Os interesses geopolíticos em jogo

Em Capo Delgado, as razões da tensão são várias: além dos conflitos locais endêmicos, há o aspecto que tem a ver com a extração de rubis e o nascimento do grupo armado islâmico radical. "Com a chegada, em 2017, da empresa contratada e a necessidade de legalizar a atividade de mineração, criou-se um antagonismo com os garimpeiros clandestinos", destaca o Padre Maver. A polícia tentou acabar com este tipo de conflito. "O grupo armado que vem criando problemas desde 2017, e que neste ano destaca-se mais claramente, a princípio só se chocava com as forças armadas moçambicanas, com o tempo a violência foi dirigida contra a população local que é forçada a fugir. As forças de defesa querem garantir a paz para, é claro, garantir a produtividade das economias da região. Infelizmente, nem sempre é fácil e a instabilidade é enorme".

Jovens recrutados à força, sem saber seu destino

"Os interesses do grupo armado são ainda mais difíceis de entender", diz Maver. "Estamos inclinados a pensar que eles querem criar um Estado dentro de um Estado". Eles também são responsáveis pela conquista da cidade portuária de Mocimboa da Praia.

######

▶ [Instruções da tarefa] Por favor, transcreva fielmente o trecho do texto sobre os interesses geopolíticos começando em "Jovens recrutados à" e seguindo até "Mocimboa da Praia.", inclusive. Baseie-se somente no texto sobre os interesses geopolíticos.

######

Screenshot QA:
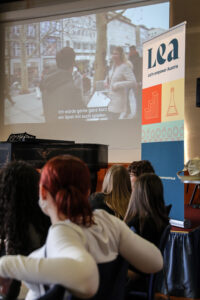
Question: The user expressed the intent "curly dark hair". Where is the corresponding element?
[128,160,155,177]
[0,161,50,255]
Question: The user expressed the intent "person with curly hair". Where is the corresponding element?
[0,155,163,300]
[0,161,50,300]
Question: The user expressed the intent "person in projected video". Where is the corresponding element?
[40,47,83,122]
[107,47,136,119]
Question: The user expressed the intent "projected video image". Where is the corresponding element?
[4,4,168,125]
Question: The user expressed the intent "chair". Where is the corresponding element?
[36,255,128,300]
[126,225,171,300]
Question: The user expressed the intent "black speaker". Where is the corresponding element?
[196,77,200,107]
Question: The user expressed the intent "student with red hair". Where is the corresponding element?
[0,155,163,300]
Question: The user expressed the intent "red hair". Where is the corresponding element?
[40,155,93,226]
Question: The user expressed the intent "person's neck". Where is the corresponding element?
[49,212,67,225]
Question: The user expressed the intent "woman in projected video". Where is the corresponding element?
[107,47,137,119]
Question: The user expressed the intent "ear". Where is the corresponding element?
[40,185,47,200]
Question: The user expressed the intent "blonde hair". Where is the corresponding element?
[102,165,131,219]
[114,46,127,63]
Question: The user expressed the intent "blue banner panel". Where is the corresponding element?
[142,141,184,221]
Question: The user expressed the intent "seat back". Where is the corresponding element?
[147,224,171,300]
[36,255,128,300]
[127,224,171,300]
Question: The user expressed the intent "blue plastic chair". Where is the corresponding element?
[36,255,128,300]
[126,225,171,300]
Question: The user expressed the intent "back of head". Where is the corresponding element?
[40,155,93,226]
[0,161,48,254]
[102,165,131,218]
[128,160,155,177]
[56,47,75,70]
[125,173,168,228]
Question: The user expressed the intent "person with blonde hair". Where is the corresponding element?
[90,165,131,219]
[0,155,163,300]
[107,47,137,119]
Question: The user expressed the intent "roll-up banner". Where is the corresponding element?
[142,22,186,227]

######

▶ [Solução da tarefa]
Jovens recrutados à força, sem saber seu destino

"Os interesses do grupo armado são ainda mais difíceis de entender", diz Maver. "Estamos inclinados a pensar que eles querem criar um Estado dentro de um Estado". Eles também são responsáveis pela conquista da cidade portuária de Mocimboa da Praia.